BEGIN Data for this task

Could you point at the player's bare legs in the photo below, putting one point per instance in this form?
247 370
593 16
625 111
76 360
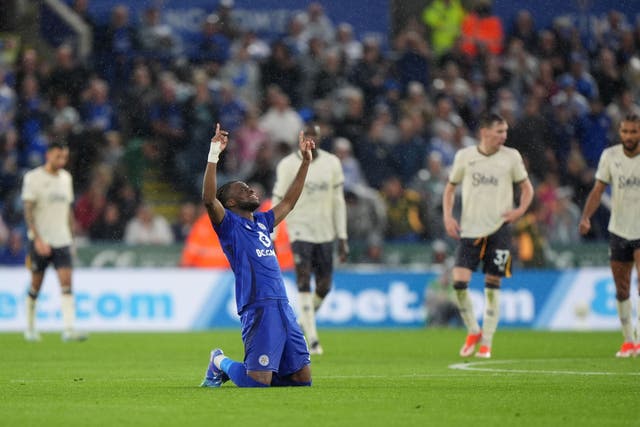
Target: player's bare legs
30 334
621 272
461 279
305 302
636 257
491 314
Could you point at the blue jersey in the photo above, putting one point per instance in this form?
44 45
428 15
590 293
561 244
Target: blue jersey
252 256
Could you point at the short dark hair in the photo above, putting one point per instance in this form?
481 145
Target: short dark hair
489 119
57 145
223 193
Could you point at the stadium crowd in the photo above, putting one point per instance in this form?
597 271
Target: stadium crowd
394 111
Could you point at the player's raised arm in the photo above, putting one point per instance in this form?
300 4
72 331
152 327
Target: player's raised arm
209 185
306 144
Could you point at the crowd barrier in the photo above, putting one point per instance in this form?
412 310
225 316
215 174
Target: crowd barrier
173 299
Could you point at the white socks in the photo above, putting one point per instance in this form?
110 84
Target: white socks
624 312
317 302
30 304
491 315
466 311
308 317
68 311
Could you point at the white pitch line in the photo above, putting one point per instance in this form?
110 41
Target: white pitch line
480 366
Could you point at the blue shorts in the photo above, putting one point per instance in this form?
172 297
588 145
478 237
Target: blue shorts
273 340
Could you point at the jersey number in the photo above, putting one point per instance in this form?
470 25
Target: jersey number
501 258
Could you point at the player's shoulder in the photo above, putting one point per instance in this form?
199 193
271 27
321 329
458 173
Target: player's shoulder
39 170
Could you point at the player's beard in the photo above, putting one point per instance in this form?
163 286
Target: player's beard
248 205
631 147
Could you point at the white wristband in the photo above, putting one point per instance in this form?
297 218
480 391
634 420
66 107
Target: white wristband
214 152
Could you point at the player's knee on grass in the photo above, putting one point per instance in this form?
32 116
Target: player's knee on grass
303 278
302 376
323 286
460 286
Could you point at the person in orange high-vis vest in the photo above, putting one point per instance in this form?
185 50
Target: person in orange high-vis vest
482 28
202 248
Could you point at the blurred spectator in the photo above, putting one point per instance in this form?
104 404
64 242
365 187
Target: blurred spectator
331 77
201 115
366 223
374 154
280 121
248 140
608 77
115 48
413 60
310 65
318 24
98 115
369 74
158 40
408 154
65 119
530 243
443 19
212 45
566 215
15 252
32 119
148 228
351 169
406 214
531 137
243 72
592 130
9 164
7 103
67 75
349 47
524 29
622 106
440 298
183 224
137 102
429 182
227 19
90 205
109 226
482 31
282 70
31 66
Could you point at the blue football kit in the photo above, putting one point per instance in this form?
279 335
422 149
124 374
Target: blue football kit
272 339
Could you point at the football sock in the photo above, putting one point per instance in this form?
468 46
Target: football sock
31 311
68 311
308 317
278 381
466 311
238 373
624 312
317 301
491 314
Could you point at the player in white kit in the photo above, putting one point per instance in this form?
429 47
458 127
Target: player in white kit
487 173
319 218
47 192
619 167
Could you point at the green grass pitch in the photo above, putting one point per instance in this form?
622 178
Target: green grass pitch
365 378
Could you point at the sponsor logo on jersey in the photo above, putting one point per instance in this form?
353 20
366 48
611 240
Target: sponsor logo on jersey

END Data for this task

* Your objective
Where pictures sit among the data above, omit them, and output the rest exactly.

* Answer for this exercise
Could you point at the player's bare legs in the photo below, putting one point per instance in this form?
247 370
593 16
625 111
76 360
Target: player's bare legs
30 334
621 272
461 279
305 302
636 257
491 314
Could you point at the blue jersey in the photo above, putting one point per instance in this form?
44 45
428 15
590 293
561 244
Target: blue jersey
252 256
Could you point at the short dark hair in the photo above, putting one point per instance in this form?
481 145
Target: short dark hair
489 119
57 145
223 193
Could you point at the stadium crowd in the photo above, putting one point per instance in this form?
597 271
Target: stadium crowd
394 111
Could you point at the player's raised arm in the photo above, putting one point per instance in this form?
300 4
72 331
152 327
Target: player's raised arm
209 185
306 144
Could you point at the crowd barrier in the photo above, putting one point per instance in this form?
412 310
225 316
215 174
Target: crowd barrier
173 299
Could you point at the white socks in the photo above, putting one point per instance in this form?
110 84
Target: white socks
624 312
317 302
30 304
491 315
466 311
308 317
68 311
Could you point at the white pitch line in the photo above, putting one point per instance in this form?
110 41
Target: white pitch line
480 366
Could you point at the blue shorts in the photo above, putting one point per instance in this form?
172 297
588 145
478 237
Target: blue shorts
273 340
Could you point at the jersey number in the photo above, putting one point per instance in this form?
470 25
Target: jersey number
501 258
Could you point at the player's shoulder in the photo above, putting one point per instance in this form?
199 193
271 27
321 329
458 173
Target: player's shoulder
39 170
Could you point at the player's beard in the photo above, putting one point per instance in this form?
163 286
Target: player's beard
248 205
631 147
Could you point at the white wristband in the photo above, putting one point per instance in this form?
297 218
480 391
634 420
66 107
Target: white wristband
214 152
Could you point at the player's knee on grass in the photo above, putting one point per instance in this form?
32 116
Target: player's knee on grass
303 278
302 376
323 286
460 286
Could you point at the person in orange high-vis vest in the photo above, putting one point per instance in this form?
185 50
Target: person in orange high-vis vest
482 28
202 248
Could you point at the blurred spectator in the photo above, putting one point per instance in this form?
104 404
64 242
365 187
Target: blurred spectator
331 77
201 115
366 223
374 154
280 121
248 140
608 77
115 48
413 60
310 65
318 24
98 115
369 74
158 40
408 154
65 119
530 243
443 19
212 45
566 215
15 252
32 119
148 228
351 169
406 214
531 137
243 72
592 130
9 164
7 103
67 75
349 47
524 29
622 106
440 298
183 224
137 102
429 182
227 19
90 205
109 226
482 31
282 70
31 66
Could you point at the blue football kit in the photo above, putting one point per instance in this form?
279 335
422 149
124 374
Target: blue football kit
272 339
Could you point at the football sock in the photo above, putting one point per instance in this form?
468 46
Target: football sock
31 311
68 311
308 317
278 381
466 311
238 373
624 312
317 301
491 314
Could you point at the player in white kit in the photo above, putting one point per instance in this form?
429 47
458 127
Target: player in white kit
487 173
319 218
47 192
619 167
Could you point at the green grass pitch in the photo above, putting one point per instance in this form?
622 178
Target: green grass pitch
365 378
Could you point at the sponsor logo on jersey in the photo above, putting one point per instance in this form?
353 20
366 48
611 240
Target: sponsor logo on jersey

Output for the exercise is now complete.